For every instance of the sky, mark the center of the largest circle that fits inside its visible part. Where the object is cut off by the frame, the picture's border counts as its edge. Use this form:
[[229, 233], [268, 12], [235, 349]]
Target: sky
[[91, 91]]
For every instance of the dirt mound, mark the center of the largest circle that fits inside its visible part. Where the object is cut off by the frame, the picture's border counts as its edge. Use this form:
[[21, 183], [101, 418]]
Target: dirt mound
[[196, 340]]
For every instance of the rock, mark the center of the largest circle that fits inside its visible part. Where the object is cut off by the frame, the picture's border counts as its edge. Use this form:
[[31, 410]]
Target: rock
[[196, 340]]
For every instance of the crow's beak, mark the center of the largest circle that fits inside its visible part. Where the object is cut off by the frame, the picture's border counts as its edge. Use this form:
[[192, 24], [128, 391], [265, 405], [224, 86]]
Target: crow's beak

========

THE PROBLEM
What this task asks for is an exact copy of the material above.

SOLUTION FOR THIS EXERCISE
For every instance of the sky, mark the center of the largest circle that fits inside its visible part. Where the object is cut off by the frame, the picture's border counts as its edge. Use this form:
[[229, 233], [268, 12], [235, 349]]
Target: sky
[[91, 91]]
For every instance of the dirt mound, mark the center of the largest circle that fits inside its visible part. Where the object is cut off by the frame, the picture's border counts as its edge. Use this form:
[[21, 183], [101, 418]]
Target: dirt mound
[[196, 340]]
For every instance of the rock, mark the center of the largest circle that fits inside its visible part. Where the object is cut off by the frame, the picture's border counts as its edge. Use this form:
[[31, 410]]
Target: rock
[[196, 340]]
For every instance of the crow's beak, mark the center of the largest circle that fits inside its visible part. Where the object is cut off by the frame, the picture's border counts as its edge. Use this form:
[[192, 24], [128, 391], [265, 405], [224, 86]]
Target: crow's beak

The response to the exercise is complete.